● Selected extract
▬▬▬▬▬▬
The discussions about Mazigate led some enterprising techies to build a tool that helps you identify how many percentage of your Twitter following are fake, inactive and good. The tool, Fake Follower Check from the company Status People has sent South Africa’s twittersphere into an uproar. We all know that some portion of our follower count on Twitter is fake thanks to those creepy bots that just love cropping up out of the proverbial woodwork. But I digress.

The issue

The discovery of Fake Follower Check led people to ilovemyfollowers.com, a site that allows you to purchase Twitter followers in bulk. Wait you can buy Twitter followers? As in pay money and get followers in return? That’s what services such as I Love My Followers claim. The existence of such sites has led some to wonder if two prominent South Africans had bought their high proportion of fake followers.

The service describes itself as the “leading online retailers of Twitter followers”. The site claims to take the hassle and hard work away of obtaining “a steady stream of Twitter followers” from people by “ensuring that your business appears professional on Twitter and other social media websites”.
▬▬▬▬▬▬
(Records from a data collection)
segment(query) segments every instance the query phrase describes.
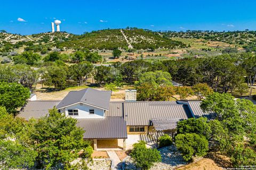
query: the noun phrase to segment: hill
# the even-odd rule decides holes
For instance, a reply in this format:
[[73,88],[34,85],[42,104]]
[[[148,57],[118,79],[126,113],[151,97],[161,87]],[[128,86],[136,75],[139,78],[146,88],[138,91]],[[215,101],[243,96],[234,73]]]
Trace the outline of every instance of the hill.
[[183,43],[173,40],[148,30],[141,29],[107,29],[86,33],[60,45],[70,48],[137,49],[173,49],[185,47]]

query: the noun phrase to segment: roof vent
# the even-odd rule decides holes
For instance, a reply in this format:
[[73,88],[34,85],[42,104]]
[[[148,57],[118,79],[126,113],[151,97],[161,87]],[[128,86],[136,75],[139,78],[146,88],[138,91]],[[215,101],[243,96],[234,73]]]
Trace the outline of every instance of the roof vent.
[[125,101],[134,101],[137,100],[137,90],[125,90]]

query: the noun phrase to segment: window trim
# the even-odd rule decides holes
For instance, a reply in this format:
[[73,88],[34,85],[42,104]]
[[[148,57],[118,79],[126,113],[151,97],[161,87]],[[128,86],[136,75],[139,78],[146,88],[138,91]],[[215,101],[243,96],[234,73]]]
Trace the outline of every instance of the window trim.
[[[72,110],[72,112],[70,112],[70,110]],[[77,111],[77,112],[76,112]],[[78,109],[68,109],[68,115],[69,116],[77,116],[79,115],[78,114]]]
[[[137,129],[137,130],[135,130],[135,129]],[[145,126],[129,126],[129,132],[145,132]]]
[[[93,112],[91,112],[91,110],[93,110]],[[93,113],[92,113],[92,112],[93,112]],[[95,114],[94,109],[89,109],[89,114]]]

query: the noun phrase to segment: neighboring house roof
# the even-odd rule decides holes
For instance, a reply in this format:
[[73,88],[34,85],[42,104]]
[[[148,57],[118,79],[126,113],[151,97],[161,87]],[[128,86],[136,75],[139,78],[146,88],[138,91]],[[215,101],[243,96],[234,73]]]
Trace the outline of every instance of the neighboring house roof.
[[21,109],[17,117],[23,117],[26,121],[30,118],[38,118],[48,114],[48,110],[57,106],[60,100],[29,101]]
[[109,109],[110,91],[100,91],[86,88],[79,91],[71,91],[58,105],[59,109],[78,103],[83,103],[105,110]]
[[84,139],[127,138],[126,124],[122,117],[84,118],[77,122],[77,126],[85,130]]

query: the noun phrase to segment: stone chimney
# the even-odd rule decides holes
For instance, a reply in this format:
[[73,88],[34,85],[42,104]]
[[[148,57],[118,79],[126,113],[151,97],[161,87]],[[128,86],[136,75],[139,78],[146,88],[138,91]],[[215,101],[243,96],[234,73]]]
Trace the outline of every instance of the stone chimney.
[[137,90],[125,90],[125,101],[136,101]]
▬▬▬▬▬▬
● Task directions
Reproduce the passage of the article about fake Twitter followers from "The discussions about" to "of fake followers.", word for word.

● The solution
The discussions about Mazigate led some enterprising techies to build a tool that helps you identify how many percentage of your Twitter following are fake, inactive and good. The tool, Fake Follower Check from the company Status People has sent South Africa’s twittersphere into an uproar. We all know that some portion of our follower count on Twitter is fake thanks to those creepy bots that just love cropping up out of the proverbial woodwork. But I digress.

The issue

The discovery of Fake Follower Check led people to ilovemyfollowers.com, a site that allows you to purchase Twitter followers in bulk. Wait you can buy Twitter followers? As in pay money and get followers in return? That’s what services such as I Love My Followers claim. The existence of such sites has led some to wonder if two prominent South Africans had bought their high proportion of fake followers.